_Listed entries_
Start

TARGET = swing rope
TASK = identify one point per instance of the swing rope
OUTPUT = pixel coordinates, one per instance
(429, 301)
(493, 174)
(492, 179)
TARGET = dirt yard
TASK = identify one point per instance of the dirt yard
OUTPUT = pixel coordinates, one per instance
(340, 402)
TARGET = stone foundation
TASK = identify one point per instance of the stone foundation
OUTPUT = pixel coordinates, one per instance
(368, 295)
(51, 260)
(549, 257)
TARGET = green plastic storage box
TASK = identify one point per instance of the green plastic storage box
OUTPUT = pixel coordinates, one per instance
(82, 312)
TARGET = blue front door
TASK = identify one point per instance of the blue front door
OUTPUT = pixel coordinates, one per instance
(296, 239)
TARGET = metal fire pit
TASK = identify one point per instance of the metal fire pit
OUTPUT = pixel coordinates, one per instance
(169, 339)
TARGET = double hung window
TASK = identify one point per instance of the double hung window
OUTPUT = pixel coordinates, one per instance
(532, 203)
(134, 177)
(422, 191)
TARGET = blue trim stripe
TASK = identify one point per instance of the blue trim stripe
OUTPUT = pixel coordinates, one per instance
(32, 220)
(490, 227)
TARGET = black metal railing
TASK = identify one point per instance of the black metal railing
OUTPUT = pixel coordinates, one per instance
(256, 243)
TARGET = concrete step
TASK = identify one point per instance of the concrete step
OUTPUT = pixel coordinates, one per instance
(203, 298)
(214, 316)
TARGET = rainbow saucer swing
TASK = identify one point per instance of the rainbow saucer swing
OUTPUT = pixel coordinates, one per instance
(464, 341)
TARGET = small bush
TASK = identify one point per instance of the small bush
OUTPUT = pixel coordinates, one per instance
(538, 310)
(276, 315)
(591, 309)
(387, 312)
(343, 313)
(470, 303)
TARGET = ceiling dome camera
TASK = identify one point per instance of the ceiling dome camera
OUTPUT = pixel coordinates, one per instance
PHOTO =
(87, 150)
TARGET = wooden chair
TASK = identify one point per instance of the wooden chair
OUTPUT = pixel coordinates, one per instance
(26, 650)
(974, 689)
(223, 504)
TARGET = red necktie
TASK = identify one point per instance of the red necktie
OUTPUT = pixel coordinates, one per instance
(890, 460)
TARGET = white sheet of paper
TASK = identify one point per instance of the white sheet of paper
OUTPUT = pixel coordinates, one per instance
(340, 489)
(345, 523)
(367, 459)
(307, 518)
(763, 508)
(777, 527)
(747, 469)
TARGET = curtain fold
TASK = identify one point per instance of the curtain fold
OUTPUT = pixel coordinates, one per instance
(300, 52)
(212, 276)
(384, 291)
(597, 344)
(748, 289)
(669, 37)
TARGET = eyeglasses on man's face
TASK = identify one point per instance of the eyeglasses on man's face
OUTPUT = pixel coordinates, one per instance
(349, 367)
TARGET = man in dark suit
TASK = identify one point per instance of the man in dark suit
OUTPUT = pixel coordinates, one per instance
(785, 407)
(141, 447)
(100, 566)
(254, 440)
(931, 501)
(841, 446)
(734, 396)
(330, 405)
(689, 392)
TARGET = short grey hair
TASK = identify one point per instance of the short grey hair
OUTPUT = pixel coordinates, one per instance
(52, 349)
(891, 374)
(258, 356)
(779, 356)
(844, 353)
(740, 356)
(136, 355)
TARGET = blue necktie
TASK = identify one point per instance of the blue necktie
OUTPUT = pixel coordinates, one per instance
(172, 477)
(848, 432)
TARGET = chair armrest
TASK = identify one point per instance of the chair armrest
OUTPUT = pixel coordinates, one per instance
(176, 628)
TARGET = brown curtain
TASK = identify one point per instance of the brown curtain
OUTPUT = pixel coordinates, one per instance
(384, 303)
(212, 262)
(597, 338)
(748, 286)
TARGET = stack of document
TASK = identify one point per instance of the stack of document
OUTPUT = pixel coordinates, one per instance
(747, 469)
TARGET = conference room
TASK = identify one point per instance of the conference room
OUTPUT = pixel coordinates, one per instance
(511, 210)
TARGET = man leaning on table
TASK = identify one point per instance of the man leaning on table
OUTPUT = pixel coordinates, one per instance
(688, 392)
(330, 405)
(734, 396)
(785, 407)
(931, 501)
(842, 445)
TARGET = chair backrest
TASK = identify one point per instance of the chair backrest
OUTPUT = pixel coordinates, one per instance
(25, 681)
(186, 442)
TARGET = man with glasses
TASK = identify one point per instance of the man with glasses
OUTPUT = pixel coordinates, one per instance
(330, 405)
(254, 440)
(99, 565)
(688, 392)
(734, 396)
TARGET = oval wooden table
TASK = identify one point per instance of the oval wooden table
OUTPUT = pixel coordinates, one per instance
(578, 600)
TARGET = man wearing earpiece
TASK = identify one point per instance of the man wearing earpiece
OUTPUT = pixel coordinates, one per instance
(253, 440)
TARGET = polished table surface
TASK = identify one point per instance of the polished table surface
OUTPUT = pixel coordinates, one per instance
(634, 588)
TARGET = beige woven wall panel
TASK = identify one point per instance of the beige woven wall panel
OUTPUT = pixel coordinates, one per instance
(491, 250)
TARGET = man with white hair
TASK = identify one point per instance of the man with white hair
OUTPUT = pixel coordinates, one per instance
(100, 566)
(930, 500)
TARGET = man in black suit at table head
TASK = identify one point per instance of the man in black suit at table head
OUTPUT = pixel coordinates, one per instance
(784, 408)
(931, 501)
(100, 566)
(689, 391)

End

Look above for the line that holds "TARGET = man with glasses", then copy it and each line after it exactly, through the last line of the data.

TARGET = man with glasses
TASK = identify one point per instance of the man with glasses
OUTPUT = pixel coordinates, one per instance
(330, 405)
(254, 440)
(99, 565)
(688, 392)
(734, 396)
TARGET = oval wooden table
TASK = identify one point per instance of the oval wooden table
OUTPUT = pixel coordinates, one per instance
(578, 600)
TARGET = man wearing earpiece
TASK = identify one point per instance of the man wearing earpiece
OUTPUT = pixel coordinates, one per instance
(253, 440)
TARGET = polished table surface
TASK = identify one point per instance of the polished table surface
OUTPUT = pixel coordinates, one per instance
(634, 588)
TARGET = beige woven wall panel
TASK = identify one point per instance of the beige woven wall panel
OUTPUT = pixel coordinates, one per instance
(491, 250)
TARGET = man with white hair
TASK = identify one point per instance of the man with white hair
OUTPUT = pixel coordinates, one per instance
(100, 566)
(930, 500)
TARGET = man in black suit at table head
TASK = identify one point per instance of the man in black suit at table head
OUTPUT = pixel coordinates, one per instance
(784, 408)
(931, 501)
(100, 566)
(689, 391)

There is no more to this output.